EXERCISE OBJECTIVE: Arrange the rows below as a numbered list, skipping any blank lines. Omit the pictures from your answer.

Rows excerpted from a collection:

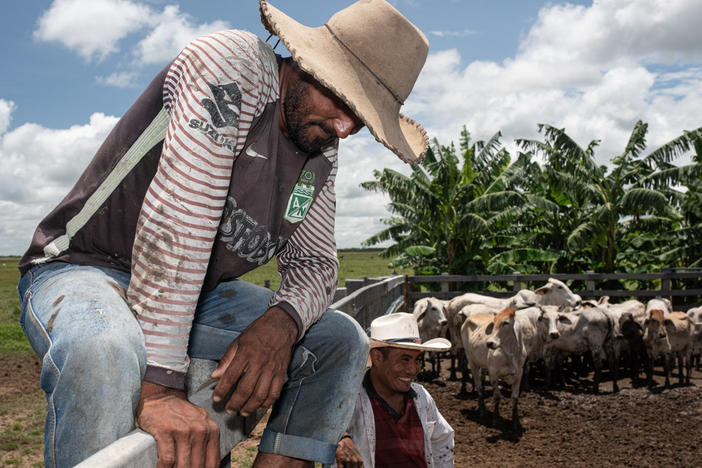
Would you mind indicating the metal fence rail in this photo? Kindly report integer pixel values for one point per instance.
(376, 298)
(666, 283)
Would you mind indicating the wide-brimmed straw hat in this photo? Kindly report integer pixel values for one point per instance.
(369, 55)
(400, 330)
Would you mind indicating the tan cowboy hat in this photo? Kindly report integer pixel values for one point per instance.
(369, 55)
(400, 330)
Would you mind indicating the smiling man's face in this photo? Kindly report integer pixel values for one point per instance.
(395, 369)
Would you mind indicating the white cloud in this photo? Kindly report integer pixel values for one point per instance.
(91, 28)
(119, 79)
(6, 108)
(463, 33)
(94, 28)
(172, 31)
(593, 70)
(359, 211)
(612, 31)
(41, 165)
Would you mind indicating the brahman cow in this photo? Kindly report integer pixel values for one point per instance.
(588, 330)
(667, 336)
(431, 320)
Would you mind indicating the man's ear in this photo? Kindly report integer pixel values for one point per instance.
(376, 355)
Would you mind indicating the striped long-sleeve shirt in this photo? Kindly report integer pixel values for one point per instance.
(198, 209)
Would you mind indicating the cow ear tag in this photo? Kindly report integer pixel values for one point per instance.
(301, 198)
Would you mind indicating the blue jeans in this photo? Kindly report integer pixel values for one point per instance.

EXPECTED OUTPUT:
1. Would you mind indicating the metal fence rail in this photo? Kindly report integer pixel values for one point per instance.
2. (376, 298)
3. (666, 283)
4. Would you mind indicating the wide-brimmed straw hat in this photo? Kindly report integer pixel values for one point per instance.
5. (369, 55)
6. (400, 330)
7. Would you mind indicating the tan cowboy hat in this photo? Kindly report integer pixel values for one point per instance.
8. (369, 55)
9. (400, 330)
10. Would you mind indicating the smiling man's face in this photo? Kindly report integer pixel values for one point per instance.
11. (395, 369)
12. Would you mind indicating the white cloud in this photo? Kindly report integer pixel values for one point per instance.
13. (91, 28)
14. (119, 79)
15. (6, 108)
16. (463, 33)
17. (94, 28)
18. (172, 31)
19. (593, 70)
20. (359, 211)
21. (612, 31)
22. (41, 165)
23. Would you mind indicating the brahman cow in this photo? Kindly report integer pixel values for one point per instance.
24. (588, 330)
25. (667, 336)
26. (431, 320)
27. Would you mind indicating the man's ear in this photo? Kindly report integer pixel values for one point per instance.
28. (376, 355)
29. Would you mind indicating the striped long-sleeve shirt in this photo? Kindly report integer pixel values for one point per instance.
30. (198, 209)
31. Would you mind indicating the cow ear tag in this photo? Kindly report integer pixel values for one point per instance.
32. (301, 198)
33. Would you mind indicating the blue jeans in this photo? Kindly report integer pixel values for one point per instance.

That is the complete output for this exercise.